-- START PROVIDED DATA --

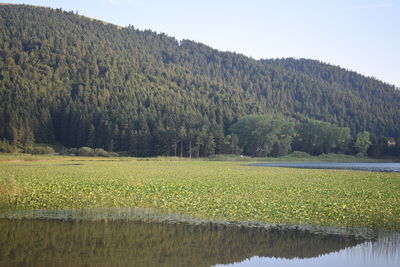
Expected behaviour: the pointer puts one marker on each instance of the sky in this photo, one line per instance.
(359, 35)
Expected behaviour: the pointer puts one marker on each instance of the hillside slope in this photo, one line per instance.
(79, 81)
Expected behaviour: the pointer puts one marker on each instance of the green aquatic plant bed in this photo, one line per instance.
(206, 189)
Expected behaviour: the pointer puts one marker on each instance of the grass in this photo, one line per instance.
(296, 157)
(206, 189)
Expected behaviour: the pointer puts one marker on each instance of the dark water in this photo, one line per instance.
(68, 241)
(361, 166)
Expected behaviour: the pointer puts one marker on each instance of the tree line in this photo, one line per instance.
(77, 82)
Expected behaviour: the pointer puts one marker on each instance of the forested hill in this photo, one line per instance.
(77, 81)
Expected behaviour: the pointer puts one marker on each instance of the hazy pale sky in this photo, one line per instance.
(360, 35)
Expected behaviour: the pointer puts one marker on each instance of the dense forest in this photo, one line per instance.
(75, 81)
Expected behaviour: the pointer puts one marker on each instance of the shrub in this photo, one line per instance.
(299, 154)
(6, 147)
(41, 150)
(101, 152)
(85, 151)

-- END PROVIDED DATA --

STATED GOAL — Copy the lines above verbatim, omitting the picture.

THE COMPLETED TASK —
Expected behaviour: the pointer puts one marker on each instance of the sky in this photo, one line per instance.
(359, 35)
Expected behaviour: the pointer puts one marker on each instance of the hillside slope in this photo, one line per instance.
(79, 81)
Expected behaviour: the pointer puts one marker on each instance of the green aquatic plant bed in this photo, one line per instance.
(206, 189)
Expected behaviour: the pointer puts one marker on each instance of the grass in this photo, one line per instance.
(296, 157)
(206, 189)
Expected behaviour: the pointer puts one marker on each instance of the dark water in this photo, one line per instance.
(68, 241)
(361, 166)
Expected behaviour: the pointer puts one marker on each instance of the tree line in this photo, one line per instance.
(77, 82)
Expected behaviour: the pointer puts one marker on each instance of the forested hill in this photo, one line per instance.
(77, 81)
Expected behaviour: the pointer puts one marker on each instance of the hazy pale sky in this photo, one line per instance.
(360, 35)
Expected behaviour: the pointer puts one marker on each instance of the dense forest in this photo, one line per instance.
(75, 81)
Expected behaviour: the pointer puts one marker on each instance of the shrub in this photo, one line per instance.
(299, 154)
(6, 147)
(41, 150)
(101, 152)
(85, 151)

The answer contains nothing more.